-- Excerpt provided start --

# utils.knn_graph¶

utils.knn_graph(X, k, method='brute_force', leaf_size=30)

Compute the symmetric k-nearest neighbor graph for a set of points. Assume a Euclidean distance metric.

Parameters: X : numpy array | list [numpy arrays] Data points, with each row as an observation. k : int The number of points to consider as neighbors of any given observation. method : {‘brute-force’, ‘kd-tree’, ‘ball-tree’}, optional Computing method. ‘brute-force’: computes the (Euclidean) distance between all O(n^2) pairs of rows in ‘X’, then for every point finds the k-nearest. It is limited to tens of thousands of observations (depending on available RAM). ‘kd-tree’: partitions the data into axis-aligned rectangles to avoid computing all O(n^2) pairwise distances. Much faster than ‘brute-force’, but only works for data in fewer than about 20 dimensions. Requires the scikit-learn library. ‘ball-tree’: partitions the data into balls and uses the metric property of euclidean distance to avoid computing all O(n^2) distances. Typically much faster than ‘brute-force’, and works with up to a few hundred dimensions. Requires the scikit-learn library. leaf_size : int, optional For the ‘kd-tree’ and ‘ball-tree’ methods, the number of observations in the leaf nodes. Leaves are not split further, so distance computations within leaf nodes are done by brute force. ‘leaf_size’ is ignored for the ‘brute-force’ method. neighbors : numpy array Each row contains the nearest neighbors of the corresponding row in ‘X’, indicated by row indices. radii : list[float] For each row of ‘X’ the distance to its k’th nearest neighbor (including itself).

Examples

>>> X = numpy.random.rand(100, 2)
>>> knn, radii = debacl.utils.knn_graph(X, k=8, method='kd-tree')

-- Excerpt provided end --

Instructions:
(a) Repeat the passage of the knn_graph documentation from "utils.knn_graph(X, k, method='brute_force', leaf_size=30)" up to and including "Euclidean distance metric.", word for word.
(b) According to the knn_graph documentation, which distance metric does the function assume?
(c) List every computing method that the knn_graph documentation gives as an option for the method parameter.
The rows that follow are not required.

-- Data entries start --

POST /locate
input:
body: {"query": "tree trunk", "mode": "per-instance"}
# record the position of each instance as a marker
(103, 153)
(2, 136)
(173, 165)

-- Data entries end --

Responses per task:
(a)
utils.knn_graph(X, k, method='brute_force', leaf_size=30)

Compute the symmetric k-nearest neighbor graph for a set of points. Assume a Euclidean distance metric.

(b) A Euclidean distance metric.

(c) ‘brute-force’, ‘kd-tree’, ‘ball-tree’